[[ RECORDED INFORMATION, beginning ]]

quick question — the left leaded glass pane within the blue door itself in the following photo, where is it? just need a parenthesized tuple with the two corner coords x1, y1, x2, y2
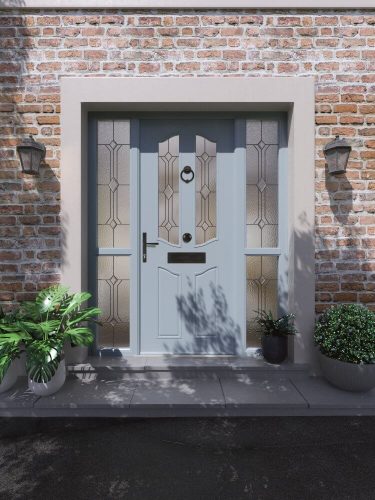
(158, 136, 180, 245)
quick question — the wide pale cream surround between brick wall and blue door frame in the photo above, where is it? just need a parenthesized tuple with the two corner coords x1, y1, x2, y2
(61, 77, 315, 363)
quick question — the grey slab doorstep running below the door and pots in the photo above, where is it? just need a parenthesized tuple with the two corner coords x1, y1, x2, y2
(0, 358, 375, 417)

[[ RECORDED INFORMATION, end ]]

■ DIRECTIONS FOR THIS TASK ■
Each entry, start to finish, goes into your copy exactly; the pictures stay out.

■ RESPONSE BOX ■
quick question — the left leaded glass pane within the blue door itself in the following photo, where is it? just need a parenthesized tuple with the two corner coords x1, y1, x2, y2
(158, 136, 180, 245)
quick question — the wide pale cream surround between brick wall and blue door frame in the photo above, where is it? just need a parenthesized tuple with the two corner coords x1, y1, x2, y2
(61, 77, 315, 363)
quick question — the grey slab doorstep running below the door and pots in the photo above, where is it? just need a parenthesized tuple with the two corner coords x1, y1, x2, y2
(0, 358, 375, 417)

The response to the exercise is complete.